Given records start

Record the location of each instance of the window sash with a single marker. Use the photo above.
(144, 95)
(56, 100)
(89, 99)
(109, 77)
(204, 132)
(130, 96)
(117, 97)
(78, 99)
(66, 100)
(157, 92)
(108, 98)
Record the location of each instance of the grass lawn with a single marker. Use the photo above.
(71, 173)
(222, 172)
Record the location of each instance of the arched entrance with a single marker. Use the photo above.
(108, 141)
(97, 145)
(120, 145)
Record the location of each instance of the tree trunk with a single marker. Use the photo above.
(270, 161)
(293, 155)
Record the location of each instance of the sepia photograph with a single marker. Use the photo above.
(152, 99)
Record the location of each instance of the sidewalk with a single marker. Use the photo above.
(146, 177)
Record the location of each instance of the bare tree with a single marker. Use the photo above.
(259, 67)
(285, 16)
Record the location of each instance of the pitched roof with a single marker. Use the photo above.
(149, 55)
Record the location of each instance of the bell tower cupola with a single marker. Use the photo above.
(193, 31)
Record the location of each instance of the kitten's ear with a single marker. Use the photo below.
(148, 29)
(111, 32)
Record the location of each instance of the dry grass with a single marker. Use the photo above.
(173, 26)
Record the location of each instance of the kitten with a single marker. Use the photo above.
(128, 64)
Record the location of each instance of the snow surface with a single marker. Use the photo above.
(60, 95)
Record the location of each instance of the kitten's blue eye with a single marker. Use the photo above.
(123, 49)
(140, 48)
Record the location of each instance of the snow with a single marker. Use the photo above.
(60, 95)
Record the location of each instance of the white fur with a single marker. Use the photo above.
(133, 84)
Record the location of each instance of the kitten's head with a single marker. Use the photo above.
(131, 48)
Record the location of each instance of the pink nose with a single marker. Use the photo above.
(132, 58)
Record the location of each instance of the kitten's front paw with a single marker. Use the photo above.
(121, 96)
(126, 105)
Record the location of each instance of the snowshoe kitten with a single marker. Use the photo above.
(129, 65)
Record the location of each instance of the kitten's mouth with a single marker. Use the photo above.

Given records end

■ Task to carry out ■
Quote verbatim the stretch from the line containing "Record the location of each instance of the dry" through the end of the items, and nothing else.

■ Task answer ■
Record the location of each instance of the dry grass with a single marker. Use the photo above.
(173, 26)
Record the location of each instance of the kitten with a single marker. Use the photo above.
(128, 64)
Record the location of each instance of the snow surface with a single marker. Use the photo above.
(60, 95)
Record the location of each instance of the kitten's blue eye with a single marker. Use the photo above.
(123, 49)
(140, 48)
Record the location of each instance of the snow with a single marker. Use the photo above.
(60, 95)
Record the location of each instance of the white fur with a single marker. Use the photo above.
(133, 84)
Record the location of each instance of the kitten's head with a single marker. Use the photo above.
(131, 48)
Record the location of each instance of the pink nose with a single marker. Use the photo above.
(132, 58)
Record the location of each instance of the kitten's front paw with a single marker. Use the photo above.
(121, 96)
(126, 105)
Record the location of each instance of the snowshoe kitten with a single marker. Use the photo above.
(129, 65)
Record the location of each instance of the kitten's mouth with a single marker. Use the photo above.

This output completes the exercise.